__Exercise text__
━━━━
Linguistic Implications of Attention-Based Models

In the article Deep Learning in Semantics Chris Potts argues that the role of deep learning (DL) techniques in linguistic semantics extends beyond purely empirical methods by formalizing a semantic theory grounded in DL (Potts, 2019). This article builds on top of Potts’ work to explore the role of contextual word representations in lexical semantics. First, this article provides a summary of Potts’ DL semantic theory. Then, the article provides the relevant description of contextualized word representations and compares them to the static word representations discussed in (Potts 2019). Finally, this article concludes with limitations of DL semantic theory in the light of contextualized word embeddings and their implications to lexical semantics.

Compositional analysis of "Brevity is the soul of wit"
━━━━
Dataset items

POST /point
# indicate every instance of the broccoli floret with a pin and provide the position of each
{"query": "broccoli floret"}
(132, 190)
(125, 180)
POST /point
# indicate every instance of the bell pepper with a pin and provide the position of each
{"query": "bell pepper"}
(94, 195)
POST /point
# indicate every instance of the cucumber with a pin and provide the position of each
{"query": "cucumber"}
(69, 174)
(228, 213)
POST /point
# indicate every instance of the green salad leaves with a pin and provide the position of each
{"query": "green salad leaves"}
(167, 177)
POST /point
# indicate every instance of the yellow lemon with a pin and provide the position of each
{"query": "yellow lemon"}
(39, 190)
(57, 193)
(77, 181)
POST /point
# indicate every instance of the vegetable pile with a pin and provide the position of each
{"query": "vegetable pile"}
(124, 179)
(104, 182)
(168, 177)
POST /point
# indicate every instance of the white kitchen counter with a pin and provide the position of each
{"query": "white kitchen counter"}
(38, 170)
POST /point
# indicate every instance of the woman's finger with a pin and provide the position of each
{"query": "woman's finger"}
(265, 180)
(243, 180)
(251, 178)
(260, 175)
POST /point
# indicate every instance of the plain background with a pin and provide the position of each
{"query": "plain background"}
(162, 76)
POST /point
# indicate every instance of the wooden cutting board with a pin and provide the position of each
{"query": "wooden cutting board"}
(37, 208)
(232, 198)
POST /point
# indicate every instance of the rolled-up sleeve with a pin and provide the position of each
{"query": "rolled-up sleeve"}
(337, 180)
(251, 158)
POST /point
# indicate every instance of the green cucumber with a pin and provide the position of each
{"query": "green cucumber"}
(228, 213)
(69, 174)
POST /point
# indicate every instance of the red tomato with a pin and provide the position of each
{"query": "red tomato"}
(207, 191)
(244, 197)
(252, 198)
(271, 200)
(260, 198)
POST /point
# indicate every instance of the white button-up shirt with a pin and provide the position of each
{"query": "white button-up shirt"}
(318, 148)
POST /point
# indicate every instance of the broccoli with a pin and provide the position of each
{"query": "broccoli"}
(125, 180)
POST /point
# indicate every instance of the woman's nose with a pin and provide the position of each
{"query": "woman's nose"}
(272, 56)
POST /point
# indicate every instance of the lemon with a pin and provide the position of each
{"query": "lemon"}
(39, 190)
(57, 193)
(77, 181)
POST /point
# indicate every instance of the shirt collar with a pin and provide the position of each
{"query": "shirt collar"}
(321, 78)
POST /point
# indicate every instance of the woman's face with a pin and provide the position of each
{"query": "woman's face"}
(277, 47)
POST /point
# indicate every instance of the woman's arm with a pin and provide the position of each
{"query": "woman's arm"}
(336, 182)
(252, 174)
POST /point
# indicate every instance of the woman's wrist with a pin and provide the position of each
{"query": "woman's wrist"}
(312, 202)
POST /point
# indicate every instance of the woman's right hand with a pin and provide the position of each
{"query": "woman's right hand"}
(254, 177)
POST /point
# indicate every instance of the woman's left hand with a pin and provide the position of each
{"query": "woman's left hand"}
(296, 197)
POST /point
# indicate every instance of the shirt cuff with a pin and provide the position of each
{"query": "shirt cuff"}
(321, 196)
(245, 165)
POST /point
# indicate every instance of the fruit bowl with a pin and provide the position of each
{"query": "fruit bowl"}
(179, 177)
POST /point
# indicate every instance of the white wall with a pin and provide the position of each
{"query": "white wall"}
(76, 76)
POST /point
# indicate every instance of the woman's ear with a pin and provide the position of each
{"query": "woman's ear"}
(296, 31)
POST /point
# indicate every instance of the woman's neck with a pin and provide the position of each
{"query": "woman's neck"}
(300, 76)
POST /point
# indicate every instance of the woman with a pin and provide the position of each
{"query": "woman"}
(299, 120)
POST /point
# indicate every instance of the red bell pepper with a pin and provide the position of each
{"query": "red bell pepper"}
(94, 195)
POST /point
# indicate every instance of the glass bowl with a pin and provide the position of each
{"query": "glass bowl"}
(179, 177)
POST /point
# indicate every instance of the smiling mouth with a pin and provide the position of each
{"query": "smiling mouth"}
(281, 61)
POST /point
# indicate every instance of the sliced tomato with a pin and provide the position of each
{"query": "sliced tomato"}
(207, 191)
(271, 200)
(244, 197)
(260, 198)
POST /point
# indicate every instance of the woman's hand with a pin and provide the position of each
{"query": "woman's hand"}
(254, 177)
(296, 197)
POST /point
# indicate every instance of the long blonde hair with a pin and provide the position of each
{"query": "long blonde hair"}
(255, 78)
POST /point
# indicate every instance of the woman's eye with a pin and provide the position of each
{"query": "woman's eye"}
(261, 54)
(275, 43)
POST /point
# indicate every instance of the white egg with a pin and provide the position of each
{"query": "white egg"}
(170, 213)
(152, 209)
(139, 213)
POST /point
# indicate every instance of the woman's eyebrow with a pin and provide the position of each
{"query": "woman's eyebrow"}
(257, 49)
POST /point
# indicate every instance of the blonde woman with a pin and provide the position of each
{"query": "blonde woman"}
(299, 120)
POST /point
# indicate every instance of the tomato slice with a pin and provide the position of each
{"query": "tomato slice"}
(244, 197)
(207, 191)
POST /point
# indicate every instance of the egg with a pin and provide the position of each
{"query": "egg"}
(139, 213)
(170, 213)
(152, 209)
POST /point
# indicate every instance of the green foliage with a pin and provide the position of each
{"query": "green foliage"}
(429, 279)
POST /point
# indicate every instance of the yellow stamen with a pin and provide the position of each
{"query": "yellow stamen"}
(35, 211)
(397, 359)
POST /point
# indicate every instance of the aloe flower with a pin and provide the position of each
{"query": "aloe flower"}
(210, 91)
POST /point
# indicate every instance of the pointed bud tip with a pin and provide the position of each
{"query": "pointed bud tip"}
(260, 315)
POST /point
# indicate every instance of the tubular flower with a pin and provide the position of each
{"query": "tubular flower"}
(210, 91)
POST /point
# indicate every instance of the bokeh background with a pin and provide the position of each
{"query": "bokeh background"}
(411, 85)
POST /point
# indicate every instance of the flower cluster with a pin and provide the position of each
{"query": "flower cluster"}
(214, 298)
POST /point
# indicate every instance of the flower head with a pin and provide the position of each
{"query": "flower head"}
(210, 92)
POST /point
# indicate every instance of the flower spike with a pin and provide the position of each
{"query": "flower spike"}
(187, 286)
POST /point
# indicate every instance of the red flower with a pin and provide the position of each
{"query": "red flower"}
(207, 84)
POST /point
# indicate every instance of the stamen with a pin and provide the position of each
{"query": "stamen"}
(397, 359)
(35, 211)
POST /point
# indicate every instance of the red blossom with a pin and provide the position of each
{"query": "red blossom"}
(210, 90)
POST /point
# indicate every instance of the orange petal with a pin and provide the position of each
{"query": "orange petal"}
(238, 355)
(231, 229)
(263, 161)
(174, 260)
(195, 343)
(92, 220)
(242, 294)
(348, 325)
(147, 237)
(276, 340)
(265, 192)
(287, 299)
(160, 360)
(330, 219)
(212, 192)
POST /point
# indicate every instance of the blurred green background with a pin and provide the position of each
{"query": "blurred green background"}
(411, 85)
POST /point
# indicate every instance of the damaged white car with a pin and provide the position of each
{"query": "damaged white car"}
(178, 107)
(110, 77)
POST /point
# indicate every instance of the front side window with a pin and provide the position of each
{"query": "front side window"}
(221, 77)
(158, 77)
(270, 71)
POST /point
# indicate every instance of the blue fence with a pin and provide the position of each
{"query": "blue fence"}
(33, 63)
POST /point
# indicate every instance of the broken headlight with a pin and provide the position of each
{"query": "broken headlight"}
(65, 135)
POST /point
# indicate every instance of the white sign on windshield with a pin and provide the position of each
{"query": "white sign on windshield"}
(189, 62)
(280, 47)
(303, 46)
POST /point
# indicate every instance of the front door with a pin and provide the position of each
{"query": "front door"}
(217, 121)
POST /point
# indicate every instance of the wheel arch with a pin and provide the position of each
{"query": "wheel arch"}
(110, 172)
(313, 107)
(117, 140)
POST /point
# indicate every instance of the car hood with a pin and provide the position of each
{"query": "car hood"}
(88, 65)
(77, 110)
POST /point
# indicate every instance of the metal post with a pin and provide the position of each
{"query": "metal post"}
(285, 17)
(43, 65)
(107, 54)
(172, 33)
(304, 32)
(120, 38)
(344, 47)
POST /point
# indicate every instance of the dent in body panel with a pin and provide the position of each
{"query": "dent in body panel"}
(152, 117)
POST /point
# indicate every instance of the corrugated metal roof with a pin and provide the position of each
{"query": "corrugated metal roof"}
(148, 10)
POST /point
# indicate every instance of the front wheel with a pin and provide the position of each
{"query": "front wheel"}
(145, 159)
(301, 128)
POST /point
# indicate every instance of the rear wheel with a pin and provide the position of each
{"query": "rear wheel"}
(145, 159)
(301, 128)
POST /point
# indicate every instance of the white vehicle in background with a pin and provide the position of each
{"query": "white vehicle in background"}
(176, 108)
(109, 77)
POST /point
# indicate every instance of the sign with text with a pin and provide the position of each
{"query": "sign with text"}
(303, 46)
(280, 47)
━━━━
__Required work__
Reproduce the passage of the article on attention-based models word for word, from "In the article" to "to lexical semantics.".

__Answer space__
In the article Deep Learning in Semantics Chris Potts argues that the role of deep learning (DL) techniques in linguistic semantics extends beyond purely empirical methods by formalizing a semantic theory grounded in DL (Potts, 2019). This article builds on top of Potts’ work to explore the role of contextual word representations in lexical semantics. First, this article provides a summary of Potts’ DL semantic theory. Then, the article provides the relevant description of contextualized word representations and compares them to the static word representations discussed in (Potts 2019). Finally, this article concludes with limitations of DL semantic theory in the light of contextualized word embeddings and their implications to lexical semantics.